PROVIDED RECORDS ::
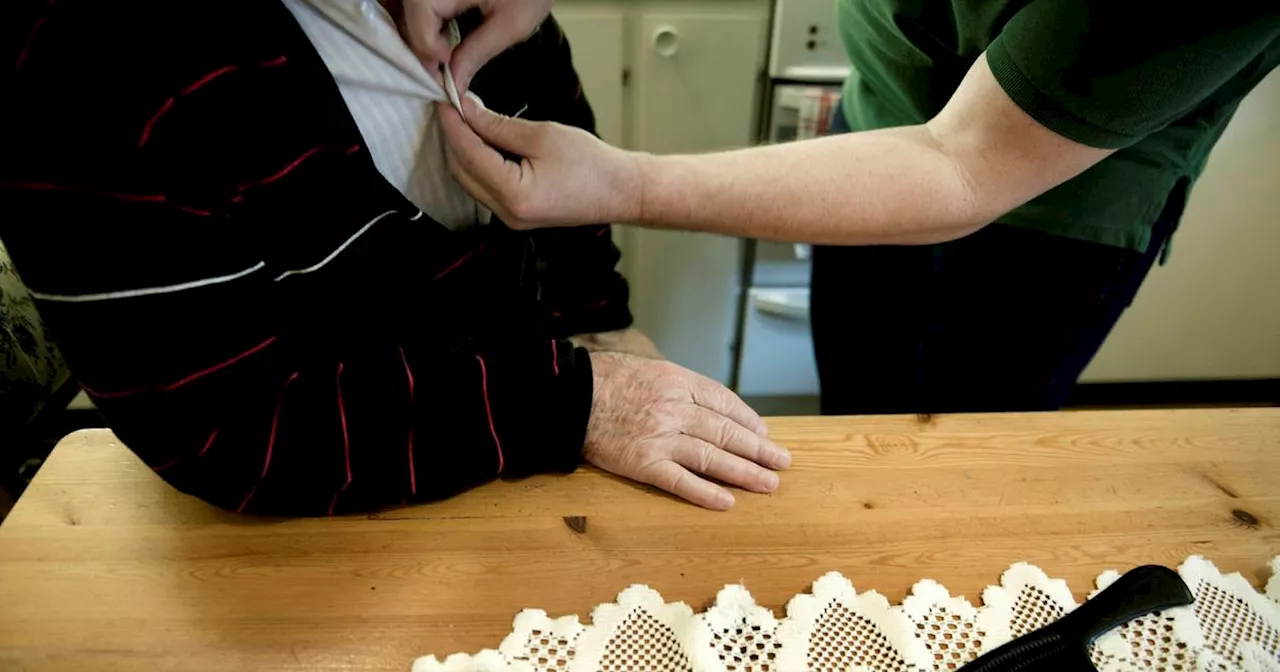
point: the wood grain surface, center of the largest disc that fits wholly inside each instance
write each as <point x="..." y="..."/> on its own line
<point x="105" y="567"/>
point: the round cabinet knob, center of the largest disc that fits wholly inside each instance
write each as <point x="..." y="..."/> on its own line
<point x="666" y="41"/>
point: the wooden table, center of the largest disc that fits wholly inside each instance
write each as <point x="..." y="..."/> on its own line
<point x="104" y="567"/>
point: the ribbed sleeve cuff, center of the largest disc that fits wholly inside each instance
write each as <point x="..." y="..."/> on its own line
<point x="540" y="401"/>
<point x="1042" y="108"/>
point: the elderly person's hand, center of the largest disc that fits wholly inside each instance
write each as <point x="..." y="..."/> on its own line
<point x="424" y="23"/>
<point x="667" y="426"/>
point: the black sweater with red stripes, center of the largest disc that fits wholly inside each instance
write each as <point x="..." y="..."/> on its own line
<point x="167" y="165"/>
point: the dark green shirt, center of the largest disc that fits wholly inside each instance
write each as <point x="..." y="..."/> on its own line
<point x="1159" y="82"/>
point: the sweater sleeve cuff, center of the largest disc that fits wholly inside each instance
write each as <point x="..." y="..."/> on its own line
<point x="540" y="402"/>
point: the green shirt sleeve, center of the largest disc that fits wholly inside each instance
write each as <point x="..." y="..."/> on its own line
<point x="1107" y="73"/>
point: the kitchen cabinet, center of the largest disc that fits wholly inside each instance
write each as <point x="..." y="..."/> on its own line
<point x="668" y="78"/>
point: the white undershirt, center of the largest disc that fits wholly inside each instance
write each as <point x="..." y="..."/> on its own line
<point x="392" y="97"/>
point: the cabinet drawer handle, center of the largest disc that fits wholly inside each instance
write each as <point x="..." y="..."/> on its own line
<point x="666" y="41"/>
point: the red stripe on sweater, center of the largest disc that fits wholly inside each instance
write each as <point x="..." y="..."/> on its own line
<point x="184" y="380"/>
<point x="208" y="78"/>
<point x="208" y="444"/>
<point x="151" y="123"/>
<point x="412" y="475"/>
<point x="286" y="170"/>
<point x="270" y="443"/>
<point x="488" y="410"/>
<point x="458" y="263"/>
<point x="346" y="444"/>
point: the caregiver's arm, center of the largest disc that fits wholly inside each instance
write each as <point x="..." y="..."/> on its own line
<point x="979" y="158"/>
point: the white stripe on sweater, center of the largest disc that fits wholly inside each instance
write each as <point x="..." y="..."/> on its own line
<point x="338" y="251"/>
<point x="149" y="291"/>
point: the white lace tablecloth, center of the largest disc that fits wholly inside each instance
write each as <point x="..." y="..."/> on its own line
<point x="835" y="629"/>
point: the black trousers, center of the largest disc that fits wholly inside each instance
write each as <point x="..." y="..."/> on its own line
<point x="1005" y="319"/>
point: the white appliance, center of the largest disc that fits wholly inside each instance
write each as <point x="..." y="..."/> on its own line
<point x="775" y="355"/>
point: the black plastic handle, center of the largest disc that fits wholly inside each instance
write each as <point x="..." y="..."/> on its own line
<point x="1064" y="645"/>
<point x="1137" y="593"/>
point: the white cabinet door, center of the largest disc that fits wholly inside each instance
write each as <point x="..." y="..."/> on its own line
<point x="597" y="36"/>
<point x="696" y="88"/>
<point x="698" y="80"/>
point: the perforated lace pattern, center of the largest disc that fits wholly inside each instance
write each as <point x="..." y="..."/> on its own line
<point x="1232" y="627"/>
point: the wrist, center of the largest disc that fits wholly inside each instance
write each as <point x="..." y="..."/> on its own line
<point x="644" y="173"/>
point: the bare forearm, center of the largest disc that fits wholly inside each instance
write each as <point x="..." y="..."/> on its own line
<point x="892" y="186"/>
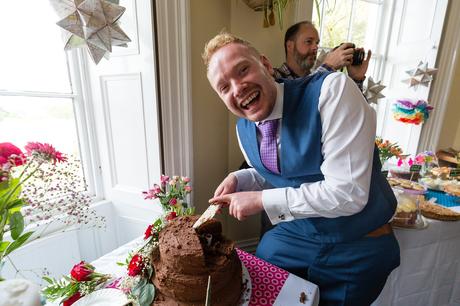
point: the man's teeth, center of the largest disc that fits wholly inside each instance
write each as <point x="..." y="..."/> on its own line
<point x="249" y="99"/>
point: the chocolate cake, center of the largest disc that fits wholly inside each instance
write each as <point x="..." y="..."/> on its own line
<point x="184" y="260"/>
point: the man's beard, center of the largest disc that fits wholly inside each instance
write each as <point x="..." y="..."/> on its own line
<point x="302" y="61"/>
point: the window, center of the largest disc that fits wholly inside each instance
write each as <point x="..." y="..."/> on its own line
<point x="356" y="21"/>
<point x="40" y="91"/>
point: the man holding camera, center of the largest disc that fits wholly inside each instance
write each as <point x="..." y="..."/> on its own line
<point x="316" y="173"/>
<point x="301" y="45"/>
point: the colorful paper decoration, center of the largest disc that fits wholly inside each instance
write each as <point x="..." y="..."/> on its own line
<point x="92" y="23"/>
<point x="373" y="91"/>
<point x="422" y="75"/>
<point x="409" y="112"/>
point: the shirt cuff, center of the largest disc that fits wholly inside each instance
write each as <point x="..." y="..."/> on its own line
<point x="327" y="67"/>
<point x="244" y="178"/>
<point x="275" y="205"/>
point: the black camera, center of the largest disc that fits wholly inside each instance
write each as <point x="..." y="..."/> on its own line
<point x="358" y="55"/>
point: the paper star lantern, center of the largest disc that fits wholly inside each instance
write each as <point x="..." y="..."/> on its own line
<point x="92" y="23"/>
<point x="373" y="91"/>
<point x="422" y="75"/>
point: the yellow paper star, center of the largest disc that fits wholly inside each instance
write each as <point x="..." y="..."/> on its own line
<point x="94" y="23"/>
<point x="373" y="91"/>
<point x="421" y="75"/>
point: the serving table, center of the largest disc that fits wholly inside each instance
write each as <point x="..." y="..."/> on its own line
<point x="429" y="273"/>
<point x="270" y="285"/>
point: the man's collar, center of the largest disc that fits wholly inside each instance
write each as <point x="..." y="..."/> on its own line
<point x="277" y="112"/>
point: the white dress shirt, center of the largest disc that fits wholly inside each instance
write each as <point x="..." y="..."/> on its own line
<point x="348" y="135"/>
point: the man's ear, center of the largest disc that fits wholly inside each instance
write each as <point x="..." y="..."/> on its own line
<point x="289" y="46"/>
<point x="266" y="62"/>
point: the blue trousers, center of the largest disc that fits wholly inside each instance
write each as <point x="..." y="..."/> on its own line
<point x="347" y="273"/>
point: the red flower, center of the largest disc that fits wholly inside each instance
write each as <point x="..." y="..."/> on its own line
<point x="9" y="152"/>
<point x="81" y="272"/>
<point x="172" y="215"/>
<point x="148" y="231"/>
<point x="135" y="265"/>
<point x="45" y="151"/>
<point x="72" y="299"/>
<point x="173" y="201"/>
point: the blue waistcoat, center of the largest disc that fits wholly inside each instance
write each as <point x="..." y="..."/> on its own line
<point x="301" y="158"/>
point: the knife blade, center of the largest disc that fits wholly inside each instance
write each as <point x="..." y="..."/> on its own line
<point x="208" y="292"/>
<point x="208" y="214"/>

GIVEN TASK ::
Rewrite all the records above with "on its own line" changed to "on a separate line" everywhere and everything else the same. Leave out the pictures.

ANSWER FOR THIS EXERCISE ::
point: the wood grain surface, center of the largest disc that fits wholly inside each instance
write each as <point x="..." y="..."/> on a separate line
<point x="105" y="567"/>
point: the round cabinet knob, center of the largest disc that fits wholly inside each instance
write each as <point x="..." y="..."/> on a separate line
<point x="666" y="41"/>
point: the wooden table, center of the largest disc that fits wholly inside each instance
write each as <point x="..." y="..."/> on a separate line
<point x="104" y="567"/>
point: the ribbed sleeve cuff, center of the largest disc that fits wholly inside each instance
write each as <point x="..." y="..."/> on a separate line
<point x="540" y="401"/>
<point x="1042" y="108"/>
point: the elderly person's hand, center of the largest disc that fits wholly inside each instance
write each as <point x="..." y="..."/> on a separate line
<point x="424" y="23"/>
<point x="667" y="426"/>
point: the black sweater with red stripes, center of the largest disc that fits wholly inside each instance
write each as <point x="..." y="..."/> on a separate line
<point x="167" y="165"/>
point: the dark green shirt, center of the largest disc that fits wholly inside each instance
write each as <point x="..." y="..."/> on a separate line
<point x="1159" y="82"/>
point: the sweater sleeve cuff, center of the largest disc that fits wholly inside each instance
write each as <point x="..." y="..."/> on a separate line
<point x="540" y="402"/>
point: the green shirt sleeve, center of the largest disc that fits wholly inside each instance
write each as <point x="..." y="..."/> on a separate line
<point x="1107" y="73"/>
point: the kitchen cabinet, center of the largest disc that fits wholly inside each instance
write each as <point x="..." y="..."/> on a separate line
<point x="668" y="78"/>
point: the white undershirt, center of the largest disc that fits wholly inside each instance
write each as <point x="..." y="..."/> on a separate line
<point x="392" y="97"/>
point: the cabinet drawer handle, center of the largest disc that fits wholly inside each instance
write each as <point x="..." y="..."/> on a separate line
<point x="666" y="41"/>
point: the red stripe on sweater, center of the largest disc that fits wholly inside each instance
write each as <point x="..." y="..."/> on a separate line
<point x="184" y="380"/>
<point x="208" y="78"/>
<point x="208" y="444"/>
<point x="151" y="123"/>
<point x="412" y="475"/>
<point x="286" y="170"/>
<point x="270" y="443"/>
<point x="488" y="410"/>
<point x="458" y="263"/>
<point x="346" y="444"/>
point: the caregiver's arm, center of the largest disc that fits wholly inside each instance
write each as <point x="..." y="..."/> on a separate line
<point x="979" y="158"/>
point: the white stripe on sweater, center of the largest disc that fits wholly inside each instance
write each as <point x="..." y="..."/> on a separate line
<point x="338" y="251"/>
<point x="149" y="291"/>
point: the white lace tablecloth, center of the largest disc that fits wholly inside each instance
write each as <point x="..." y="..."/> on a separate line
<point x="835" y="629"/>
point: the black trousers, center of the largest disc that fits wholly inside each instance
write each as <point x="..." y="..."/> on a separate line
<point x="1005" y="319"/>
point: the white appliance, center of the largest disc that fits wholly inside each instance
write each as <point x="..." y="..."/> on a separate line
<point x="775" y="355"/>
point: the black plastic handle, center of the largest disc that fits wholly inside each instance
write each as <point x="..." y="..."/> on a separate line
<point x="1064" y="645"/>
<point x="1137" y="593"/>
point: the white cabinet door, center of the largest disc that fits wholly inside each instance
write each as <point x="..." y="..."/> on a separate line
<point x="597" y="36"/>
<point x="696" y="88"/>
<point x="698" y="80"/>
point: the perforated lace pattern, center of the largest disc that fits wholly inside each instance
write each as <point x="..." y="..."/> on a separate line
<point x="1232" y="627"/>
point: the wrist, center of the largest disc that fits wholly inside each instance
write each as <point x="..." y="..."/> on a separate line
<point x="644" y="173"/>
point: the bare forearm, center of the largest disc that fits wholly inside each instance
write each as <point x="..." y="..."/> on a separate line
<point x="892" y="186"/>
point: the man's teeth, center of the largest disc that fits wholly inside each instance
write each as <point x="..." y="..."/> on a separate line
<point x="249" y="99"/>
point: the chocolate cake, center of the largest disc that fits wholly inside each instance
write each as <point x="..." y="..."/> on a separate line
<point x="184" y="260"/>
point: the man's beard, center of the largest disc that fits wholly inside each instance
write each as <point x="..." y="..."/> on a separate line
<point x="302" y="61"/>
point: the window, center of the largest disc that fits wholly inside each instance
write each as <point x="..." y="..."/> on a separate line
<point x="356" y="21"/>
<point x="40" y="91"/>
point: the man holding camera, center of the largest disc that fits wholly inside each instance
write each as <point x="..." y="..."/> on a separate line
<point x="316" y="173"/>
<point x="301" y="45"/>
point: the colorful paper decoration, center of the largest disc that fits wholly inside each instance
write each as <point x="..." y="..."/> on a separate line
<point x="92" y="23"/>
<point x="373" y="91"/>
<point x="422" y="75"/>
<point x="409" y="112"/>
point: the shirt cuff, center of the largest disc that fits wholly inside each instance
write each as <point x="..." y="..."/> on a separate line
<point x="327" y="67"/>
<point x="244" y="178"/>
<point x="275" y="205"/>
point: the black camera, center of the largest disc that fits wholly inside each instance
write each as <point x="..." y="..."/> on a separate line
<point x="358" y="55"/>
point: the paper star lantern, center of the largest disc that fits wholly inside each instance
write each as <point x="..." y="..."/> on a separate line
<point x="92" y="23"/>
<point x="373" y="91"/>
<point x="422" y="75"/>
point: the yellow paper star, center of the largest disc that fits wholly inside each instance
write each as <point x="..." y="..."/> on a separate line
<point x="94" y="23"/>
<point x="373" y="91"/>
<point x="421" y="75"/>
point: the serving table, center of the largest disc that fits wholly inside each instance
write each as <point x="..." y="..."/> on a separate line
<point x="429" y="273"/>
<point x="270" y="285"/>
point: the man's collar, center of the largest disc that fits wholly inside each instance
write each as <point x="..." y="..."/> on a separate line
<point x="277" y="112"/>
point: the white dress shirt, center of the largest disc that fits wholly inside each instance
write each as <point x="..." y="..."/> on a separate line
<point x="348" y="135"/>
point: the man's ear, center of the largest disc that fits wholly inside each instance
write each as <point x="..." y="..."/> on a separate line
<point x="289" y="46"/>
<point x="266" y="62"/>
point: the blue trousers, center of the largest disc that fits wholly inside each instance
write each as <point x="..." y="..."/> on a separate line
<point x="347" y="273"/>
point: the red flower, center of the largest disc that fits wholly inside each instance
write each as <point x="..." y="..."/> on a separate line
<point x="9" y="152"/>
<point x="81" y="272"/>
<point x="172" y="215"/>
<point x="148" y="231"/>
<point x="135" y="265"/>
<point x="45" y="151"/>
<point x="72" y="299"/>
<point x="173" y="201"/>
point: the blue waistcoat, center of the largest disc that fits wholly inside each instance
write each as <point x="..." y="..."/> on a separate line
<point x="301" y="158"/>
point: the knife blade, center of the largest disc that fits wholly inside each instance
write each as <point x="..." y="..."/> on a separate line
<point x="208" y="292"/>
<point x="208" y="214"/>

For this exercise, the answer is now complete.